# Text block
---

Managing Risk - Group vs. Individual

The challenges for successful partnerships with either disability or life insurance are:

  1. to meet the needs of very highly compensated individuals, thus requiring well above market benefit amounts, and
  2. to retain reasonable premium rate stability and premium cost.

Striking the proper balance of Individual vs. Group coverage

All Group insurance is experience rated. A high indemnity claim(s) will result in a spike in loss ratios and result in a rate increase at the next renewal and perhaps the following renewal. The experience, i.e. incidence of claim, is highly unpredictable for any group of insureds fewer than 5,000 lives over a time period of only three years, which is typically the longest rate guarantee period an underwriter will consider. Over 20 years, we have seen many firms hit periods of peak partner claims incidence followed by vastly better experience periods. Actuaries attempt to estimate probable results using “Monte Carlo” statistical modeling, but the bottom line is that claims incidence within a limited time period is unpredictable and a partner claim has 3-10 times the impact of an employee claim.

---

# Data section
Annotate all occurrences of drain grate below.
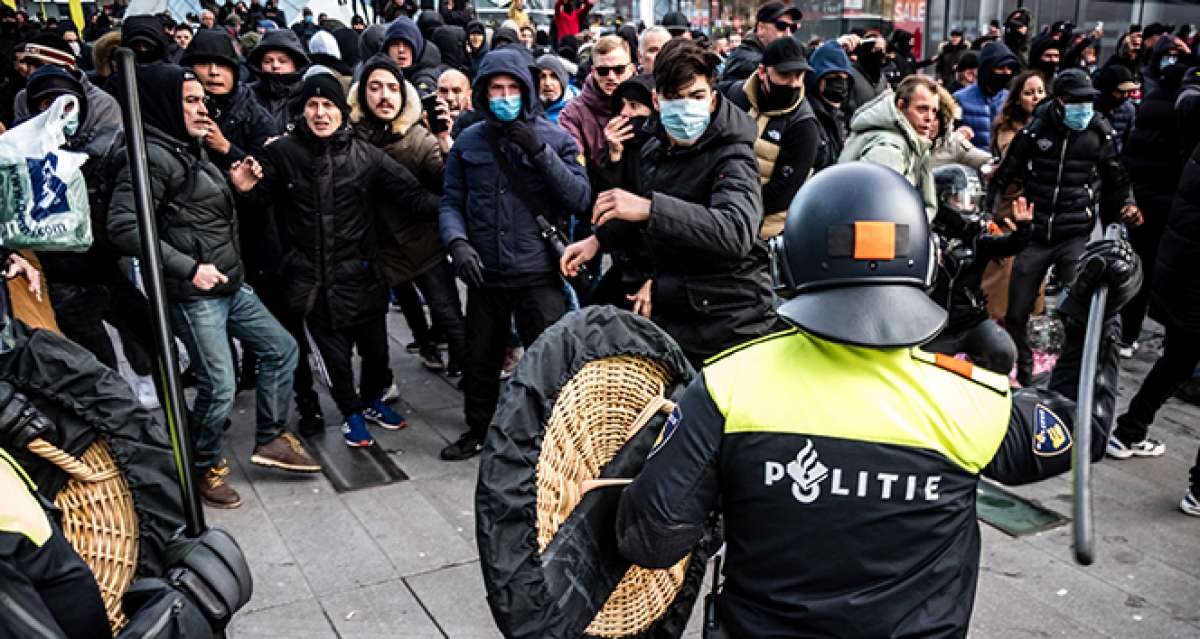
[976,480,1070,537]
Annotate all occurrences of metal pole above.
[116,47,208,537]
[1070,225,1121,566]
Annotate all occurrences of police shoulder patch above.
[646,404,683,459]
[1031,404,1074,458]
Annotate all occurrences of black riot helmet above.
[934,165,988,239]
[779,162,946,347]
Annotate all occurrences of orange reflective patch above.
[854,222,896,259]
[934,353,974,380]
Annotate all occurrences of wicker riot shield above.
[475,306,708,638]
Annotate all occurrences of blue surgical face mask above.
[659,97,712,143]
[62,109,79,137]
[1062,102,1093,131]
[487,95,521,123]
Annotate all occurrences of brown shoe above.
[250,431,320,472]
[200,464,241,508]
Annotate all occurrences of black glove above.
[505,120,542,157]
[450,239,484,288]
[0,382,55,450]
[1058,240,1141,324]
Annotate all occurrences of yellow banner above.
[70,0,84,31]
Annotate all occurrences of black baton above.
[1070,225,1121,566]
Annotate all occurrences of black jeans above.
[307,303,391,417]
[49,269,155,375]
[463,284,566,438]
[923,320,1016,377]
[1112,324,1200,486]
[1121,187,1174,344]
[0,521,113,639]
[415,259,467,366]
[1004,235,1087,384]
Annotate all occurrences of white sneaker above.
[1180,489,1200,516]
[1104,435,1166,459]
[133,375,160,411]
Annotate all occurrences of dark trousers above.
[463,280,566,438]
[307,303,391,417]
[49,269,154,375]
[415,259,467,366]
[0,521,113,639]
[1121,189,1174,344]
[253,276,319,410]
[1004,235,1087,384]
[923,320,1016,377]
[391,281,433,346]
[1112,324,1200,486]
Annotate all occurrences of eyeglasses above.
[592,62,629,78]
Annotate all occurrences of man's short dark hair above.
[654,37,721,95]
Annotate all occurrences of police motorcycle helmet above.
[776,162,947,348]
[934,165,990,240]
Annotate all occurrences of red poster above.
[894,0,925,59]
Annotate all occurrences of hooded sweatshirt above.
[954,42,1017,150]
[839,91,937,221]
[538,53,575,124]
[558,76,613,166]
[430,26,470,74]
[350,54,445,285]
[379,16,442,97]
[246,29,308,133]
[121,16,170,64]
[804,41,853,172]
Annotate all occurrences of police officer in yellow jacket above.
[617,162,1140,638]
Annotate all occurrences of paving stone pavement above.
[192,313,1200,639]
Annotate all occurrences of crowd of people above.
[0,0,1200,514]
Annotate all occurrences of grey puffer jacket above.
[838,91,937,221]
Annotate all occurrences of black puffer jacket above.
[252,120,438,328]
[619,96,775,363]
[108,128,245,300]
[985,100,1133,244]
[1151,147,1200,333]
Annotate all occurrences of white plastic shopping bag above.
[0,95,91,251]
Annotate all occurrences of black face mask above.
[985,73,1013,95]
[821,77,850,104]
[758,78,800,112]
[625,115,649,147]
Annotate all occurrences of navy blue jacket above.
[954,42,1018,151]
[439,48,592,285]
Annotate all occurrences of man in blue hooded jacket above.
[954,42,1017,151]
[439,48,592,460]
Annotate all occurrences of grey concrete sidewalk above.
[208,313,1200,639]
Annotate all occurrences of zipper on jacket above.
[1046,131,1070,241]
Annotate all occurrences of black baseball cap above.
[1052,68,1097,100]
[762,37,812,73]
[755,0,804,25]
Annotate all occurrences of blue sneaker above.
[362,399,408,430]
[342,413,374,448]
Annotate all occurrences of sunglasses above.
[592,62,629,78]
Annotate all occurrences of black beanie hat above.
[293,70,350,124]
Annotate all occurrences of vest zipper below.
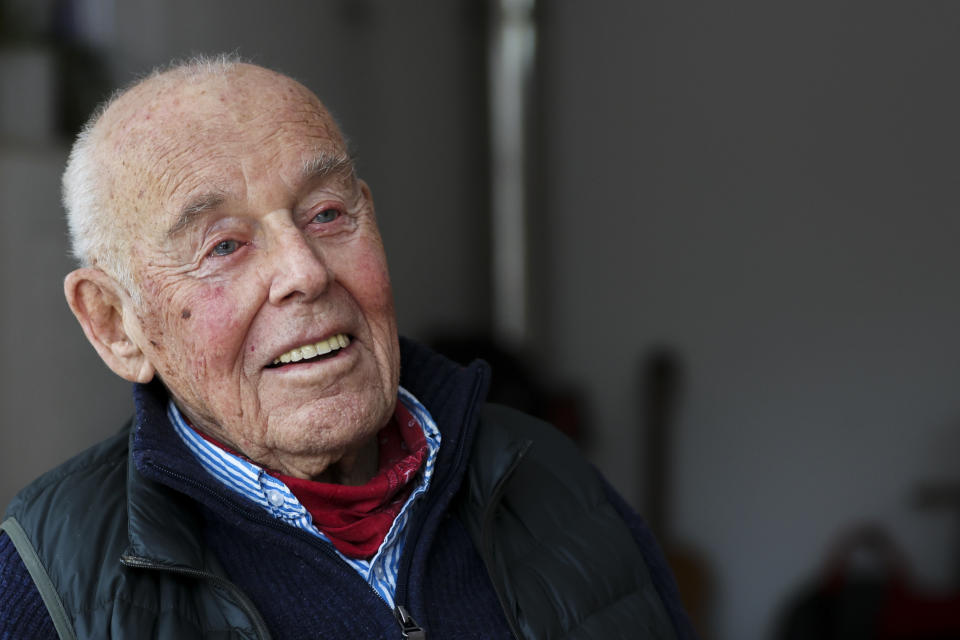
[153,464,416,640]
[394,376,483,638]
[480,440,533,638]
[120,554,270,640]
[397,604,427,640]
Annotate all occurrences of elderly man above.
[0,59,692,639]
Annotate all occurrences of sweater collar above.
[128,338,489,567]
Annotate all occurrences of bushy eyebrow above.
[167,191,227,238]
[300,151,354,182]
[167,151,354,238]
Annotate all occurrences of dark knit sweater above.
[0,343,687,639]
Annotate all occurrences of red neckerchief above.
[189,401,427,558]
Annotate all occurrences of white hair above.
[62,54,243,300]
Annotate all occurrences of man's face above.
[104,67,399,476]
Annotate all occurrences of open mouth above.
[267,333,350,369]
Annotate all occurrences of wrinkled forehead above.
[98,65,345,221]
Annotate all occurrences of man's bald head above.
[63,56,349,297]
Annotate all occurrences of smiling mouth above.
[268,333,350,368]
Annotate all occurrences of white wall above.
[540,0,960,640]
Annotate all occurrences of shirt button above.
[267,489,284,507]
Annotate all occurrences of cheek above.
[151,285,245,372]
[348,247,393,324]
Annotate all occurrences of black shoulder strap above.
[0,517,77,640]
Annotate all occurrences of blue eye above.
[313,209,340,224]
[210,240,240,256]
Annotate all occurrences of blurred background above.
[0,0,960,640]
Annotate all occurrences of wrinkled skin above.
[77,65,399,483]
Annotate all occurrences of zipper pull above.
[396,604,427,640]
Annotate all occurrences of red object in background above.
[775,525,960,640]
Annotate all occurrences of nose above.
[269,223,333,304]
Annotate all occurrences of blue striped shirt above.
[167,387,440,609]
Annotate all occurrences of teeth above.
[273,333,350,364]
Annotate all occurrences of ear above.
[63,267,154,382]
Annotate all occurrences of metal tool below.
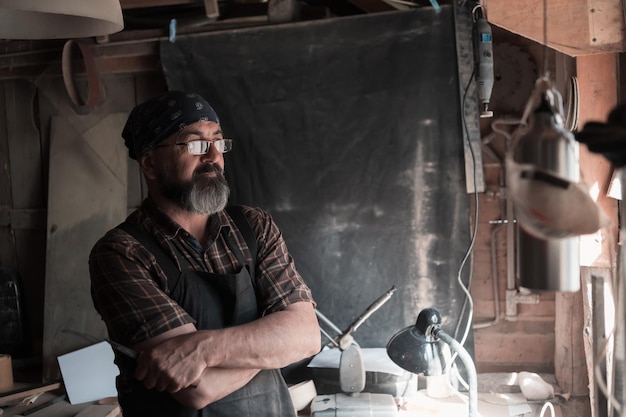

---

# Activity
Continue the text on managing partner insurance risk through group versus individual coverage, picking up after its last sentence.

# Exercise result
Further, even with reinsurance, few if any Group insurers are willing or able to place the amounts of maximum indemnity needed and required by highly compensated individuals.

Individual insurance is NOT experience rated thus offers rate stability without regard to specific firm claims experience, thus offering premium cost stability. Also, Individual insurance may be combined with Group insurance to achieve much higher combined limits to achieve the levels of coverage needed.

Finally, coverage must be medically guaranteed regardless of pre-existing health conditions to benefit all eligible members.

The process of proper planning is to achieve a balance between the types of coverage in order to transfer a portion of the risk to non-experience rated coverage while also medically guaranteeing access to such coverage.

Disability Insurance

Over the past decade during continued growth in average partner compensation the major driving force in changes to coverage has been to increase partnership benefit limits from $15,000 to $20,000 and now to $35,000 to $50,000 per month in benefit.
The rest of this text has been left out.